• ASSIGNED TASK
If a record contains a picture, leave the picture out and transcribe everything else exactly.

• GIVEN ENTRIES
╔══

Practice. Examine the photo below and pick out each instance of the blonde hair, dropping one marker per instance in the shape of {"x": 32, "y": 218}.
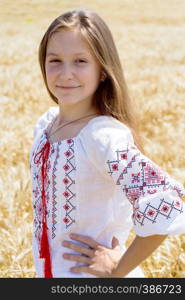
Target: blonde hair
{"x": 111, "y": 97}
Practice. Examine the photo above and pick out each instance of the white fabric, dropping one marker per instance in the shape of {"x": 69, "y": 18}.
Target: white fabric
{"x": 100, "y": 185}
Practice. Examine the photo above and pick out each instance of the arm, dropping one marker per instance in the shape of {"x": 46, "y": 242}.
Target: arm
{"x": 102, "y": 261}
{"x": 138, "y": 251}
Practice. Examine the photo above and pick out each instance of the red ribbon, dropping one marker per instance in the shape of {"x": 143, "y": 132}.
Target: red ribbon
{"x": 44, "y": 243}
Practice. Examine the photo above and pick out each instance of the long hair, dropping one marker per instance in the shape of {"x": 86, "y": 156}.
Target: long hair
{"x": 111, "y": 97}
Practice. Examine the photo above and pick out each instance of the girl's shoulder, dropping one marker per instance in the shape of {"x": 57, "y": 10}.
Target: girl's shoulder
{"x": 105, "y": 130}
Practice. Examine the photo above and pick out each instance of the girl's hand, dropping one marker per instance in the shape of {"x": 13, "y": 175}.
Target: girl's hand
{"x": 98, "y": 260}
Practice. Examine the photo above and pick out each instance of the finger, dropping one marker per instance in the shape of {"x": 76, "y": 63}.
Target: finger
{"x": 78, "y": 248}
{"x": 115, "y": 242}
{"x": 78, "y": 258}
{"x": 84, "y": 239}
{"x": 84, "y": 269}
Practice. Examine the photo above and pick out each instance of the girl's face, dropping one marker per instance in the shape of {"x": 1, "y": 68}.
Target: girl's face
{"x": 72, "y": 72}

╚══

• RESPONSE AREA
Practice. Examine the photo below and pick out each instance of the blonde hair, dropping one marker per instance in the shape of {"x": 32, "y": 218}.
Target: blonde hair
{"x": 111, "y": 97}
Practice. Examine the photo above and pick out each instance of the white fabric, dropping one marker per instance in the shape of {"x": 69, "y": 18}.
Target: white fabric
{"x": 100, "y": 185}
Practice. Examine the photo above and pick out each instance of the arm, dropping one marker per instance in the shape of {"x": 46, "y": 242}.
Target: arm
{"x": 102, "y": 261}
{"x": 138, "y": 251}
Practice. Examine the photo above and pick out each instance of the red ribbon, dropping one marker per instance in the shape of {"x": 143, "y": 132}.
Target: red ribbon
{"x": 44, "y": 243}
Practice. Examine the photo above and pick out each instance of the long hair, dropping one marker per instance in the shape of {"x": 86, "y": 156}.
Target: long hair
{"x": 111, "y": 97}
Practice. Examine the photo above and pick out each instance of the girl's shoulder, dropping one marker per instance in the shape of {"x": 57, "y": 10}.
Target: girl's shoulder
{"x": 105, "y": 130}
Practice. Examine the photo above and pick out each instance of the girl's hand, dropping one marker per instance in the shape of {"x": 13, "y": 175}.
Target: girl's hand
{"x": 98, "y": 260}
Practice. Examine the photo above and pick out each instance of the finger, dropping one marker per instance in the shape of {"x": 76, "y": 63}.
Target: finger
{"x": 78, "y": 248}
{"x": 115, "y": 242}
{"x": 78, "y": 258}
{"x": 84, "y": 239}
{"x": 84, "y": 269}
Practice. Examine the photo above and pick out each instance of the girl's face, dropping one marker per instance in the shape of {"x": 1, "y": 68}.
Target: girl's face
{"x": 72, "y": 72}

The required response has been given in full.